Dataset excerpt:
________________________

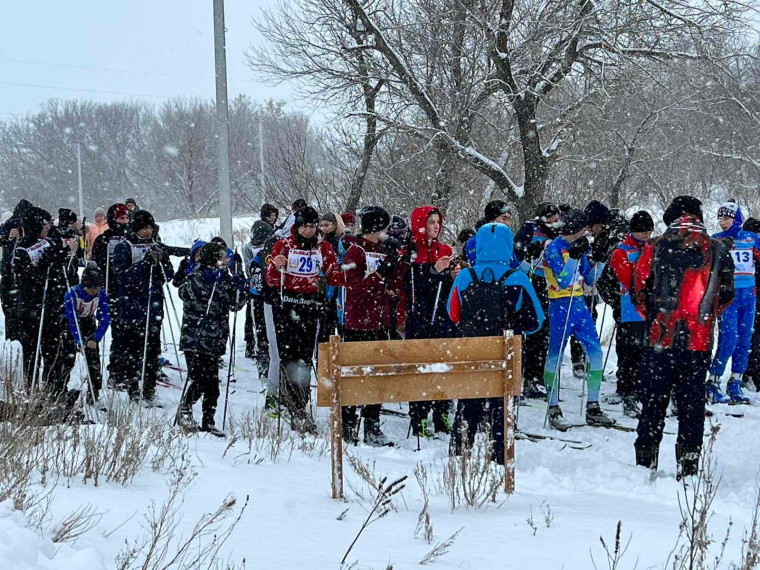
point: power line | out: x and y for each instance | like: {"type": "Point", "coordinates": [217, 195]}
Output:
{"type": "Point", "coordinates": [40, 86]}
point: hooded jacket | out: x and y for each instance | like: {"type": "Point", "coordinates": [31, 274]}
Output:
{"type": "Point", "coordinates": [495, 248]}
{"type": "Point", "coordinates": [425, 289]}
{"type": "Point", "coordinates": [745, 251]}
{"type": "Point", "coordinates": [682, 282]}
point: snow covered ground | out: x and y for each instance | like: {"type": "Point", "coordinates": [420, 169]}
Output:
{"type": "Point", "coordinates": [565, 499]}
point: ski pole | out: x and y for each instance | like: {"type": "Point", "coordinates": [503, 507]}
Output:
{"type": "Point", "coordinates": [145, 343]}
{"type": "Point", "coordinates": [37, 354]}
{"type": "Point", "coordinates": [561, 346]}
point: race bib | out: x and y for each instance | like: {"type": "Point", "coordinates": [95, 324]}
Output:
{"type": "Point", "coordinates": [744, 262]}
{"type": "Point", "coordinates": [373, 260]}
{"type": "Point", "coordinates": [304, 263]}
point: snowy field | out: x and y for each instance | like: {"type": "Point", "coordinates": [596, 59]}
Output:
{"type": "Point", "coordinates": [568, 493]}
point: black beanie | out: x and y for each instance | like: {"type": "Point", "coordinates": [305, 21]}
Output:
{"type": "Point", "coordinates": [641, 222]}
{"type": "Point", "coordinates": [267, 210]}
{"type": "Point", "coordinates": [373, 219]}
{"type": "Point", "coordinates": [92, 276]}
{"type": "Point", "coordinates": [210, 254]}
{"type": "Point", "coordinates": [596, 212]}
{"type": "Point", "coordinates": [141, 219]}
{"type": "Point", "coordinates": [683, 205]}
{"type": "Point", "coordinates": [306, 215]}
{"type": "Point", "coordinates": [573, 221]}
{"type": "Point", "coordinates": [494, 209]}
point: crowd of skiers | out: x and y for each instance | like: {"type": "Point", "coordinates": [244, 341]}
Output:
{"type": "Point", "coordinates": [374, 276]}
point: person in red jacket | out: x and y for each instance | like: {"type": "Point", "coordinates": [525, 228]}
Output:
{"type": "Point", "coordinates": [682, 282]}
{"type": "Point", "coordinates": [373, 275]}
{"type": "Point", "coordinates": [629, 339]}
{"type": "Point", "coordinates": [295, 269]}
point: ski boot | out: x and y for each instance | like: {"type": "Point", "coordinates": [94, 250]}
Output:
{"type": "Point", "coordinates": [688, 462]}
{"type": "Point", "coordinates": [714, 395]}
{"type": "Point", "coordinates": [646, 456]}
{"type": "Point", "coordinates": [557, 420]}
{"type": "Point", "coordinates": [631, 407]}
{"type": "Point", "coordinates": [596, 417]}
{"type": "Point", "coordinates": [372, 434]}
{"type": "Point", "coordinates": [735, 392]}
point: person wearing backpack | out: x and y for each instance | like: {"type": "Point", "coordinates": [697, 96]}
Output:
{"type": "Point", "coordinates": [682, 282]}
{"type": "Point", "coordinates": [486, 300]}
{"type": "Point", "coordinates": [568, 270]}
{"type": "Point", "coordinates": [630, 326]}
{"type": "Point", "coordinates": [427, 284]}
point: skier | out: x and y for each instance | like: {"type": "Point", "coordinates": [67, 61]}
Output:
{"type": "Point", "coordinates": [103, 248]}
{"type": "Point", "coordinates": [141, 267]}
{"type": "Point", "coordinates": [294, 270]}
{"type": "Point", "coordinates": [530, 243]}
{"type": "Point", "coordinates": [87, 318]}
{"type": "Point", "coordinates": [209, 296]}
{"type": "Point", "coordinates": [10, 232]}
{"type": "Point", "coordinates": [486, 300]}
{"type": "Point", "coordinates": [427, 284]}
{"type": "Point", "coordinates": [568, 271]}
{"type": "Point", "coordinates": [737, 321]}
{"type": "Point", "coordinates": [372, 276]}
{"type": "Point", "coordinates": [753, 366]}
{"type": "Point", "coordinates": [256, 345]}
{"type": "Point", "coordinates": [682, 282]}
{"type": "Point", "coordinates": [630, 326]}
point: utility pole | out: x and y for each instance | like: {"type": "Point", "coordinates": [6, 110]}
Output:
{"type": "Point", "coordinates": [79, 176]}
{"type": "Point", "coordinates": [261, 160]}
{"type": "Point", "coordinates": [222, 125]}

________________________

● **Work required**
Rewrite the lines above with "each instance" swapped for "every instance" and everything else unchanged. Leave the pictures out.

● **Written solution**
point: power line | out: x and y for every instance | like: {"type": "Point", "coordinates": [217, 195]}
Output:
{"type": "Point", "coordinates": [40, 86]}
point: hooded jacket | out: x and y for every instance | like: {"type": "Point", "coordinates": [31, 274]}
Output:
{"type": "Point", "coordinates": [495, 248]}
{"type": "Point", "coordinates": [425, 289]}
{"type": "Point", "coordinates": [745, 251]}
{"type": "Point", "coordinates": [682, 282]}
point: snow covered ground | out: x and y for every instance | like: {"type": "Point", "coordinates": [420, 169]}
Output:
{"type": "Point", "coordinates": [565, 499]}
point: ski pole | out: x and y for every instance | like: {"type": "Point", "coordinates": [503, 507]}
Output:
{"type": "Point", "coordinates": [145, 343]}
{"type": "Point", "coordinates": [37, 354]}
{"type": "Point", "coordinates": [561, 346]}
point: race bib | out: x and y for every instance | like: {"type": "Point", "coordinates": [95, 324]}
Output:
{"type": "Point", "coordinates": [744, 262]}
{"type": "Point", "coordinates": [373, 260]}
{"type": "Point", "coordinates": [304, 263]}
point: snowy field | out: x and y for every instance | like: {"type": "Point", "coordinates": [596, 59]}
Output:
{"type": "Point", "coordinates": [568, 493]}
point: black beanie | out: x and y for every instance | like: {"type": "Point", "coordinates": [305, 21]}
Output:
{"type": "Point", "coordinates": [641, 222]}
{"type": "Point", "coordinates": [267, 210]}
{"type": "Point", "coordinates": [373, 219]}
{"type": "Point", "coordinates": [92, 276]}
{"type": "Point", "coordinates": [210, 254]}
{"type": "Point", "coordinates": [596, 212]}
{"type": "Point", "coordinates": [141, 219]}
{"type": "Point", "coordinates": [683, 205]}
{"type": "Point", "coordinates": [306, 215]}
{"type": "Point", "coordinates": [573, 221]}
{"type": "Point", "coordinates": [494, 209]}
point: crowd of skiers | out: x and y for every instance | like: {"type": "Point", "coordinates": [244, 341]}
Output:
{"type": "Point", "coordinates": [374, 276]}
point: person in red jacket | out: x and y for every instance | like: {"type": "Point", "coordinates": [525, 228]}
Output:
{"type": "Point", "coordinates": [682, 282]}
{"type": "Point", "coordinates": [373, 275]}
{"type": "Point", "coordinates": [629, 339]}
{"type": "Point", "coordinates": [295, 269]}
point: ski boot | out: x and y for every instance | like: {"type": "Point", "coordinates": [94, 250]}
Output:
{"type": "Point", "coordinates": [688, 462]}
{"type": "Point", "coordinates": [714, 395]}
{"type": "Point", "coordinates": [646, 456]}
{"type": "Point", "coordinates": [557, 420]}
{"type": "Point", "coordinates": [631, 407]}
{"type": "Point", "coordinates": [596, 417]}
{"type": "Point", "coordinates": [372, 434]}
{"type": "Point", "coordinates": [735, 392]}
point: person wearing backpack | out: x and y for every instance | like: {"type": "Point", "coordinates": [697, 96]}
Output:
{"type": "Point", "coordinates": [682, 282]}
{"type": "Point", "coordinates": [486, 300]}
{"type": "Point", "coordinates": [568, 270]}
{"type": "Point", "coordinates": [630, 326]}
{"type": "Point", "coordinates": [427, 284]}
point: skier | out: x and y for every instance | like: {"type": "Point", "coordinates": [67, 61]}
Output:
{"type": "Point", "coordinates": [103, 248]}
{"type": "Point", "coordinates": [141, 267]}
{"type": "Point", "coordinates": [294, 270]}
{"type": "Point", "coordinates": [530, 243]}
{"type": "Point", "coordinates": [87, 318]}
{"type": "Point", "coordinates": [209, 296]}
{"type": "Point", "coordinates": [10, 232]}
{"type": "Point", "coordinates": [486, 300]}
{"type": "Point", "coordinates": [427, 284]}
{"type": "Point", "coordinates": [568, 271]}
{"type": "Point", "coordinates": [737, 321]}
{"type": "Point", "coordinates": [372, 276]}
{"type": "Point", "coordinates": [753, 366]}
{"type": "Point", "coordinates": [256, 345]}
{"type": "Point", "coordinates": [682, 282]}
{"type": "Point", "coordinates": [630, 326]}
point: utility pole | out: x and y for every instance | like: {"type": "Point", "coordinates": [6, 110]}
Output:
{"type": "Point", "coordinates": [79, 176]}
{"type": "Point", "coordinates": [261, 160]}
{"type": "Point", "coordinates": [222, 125]}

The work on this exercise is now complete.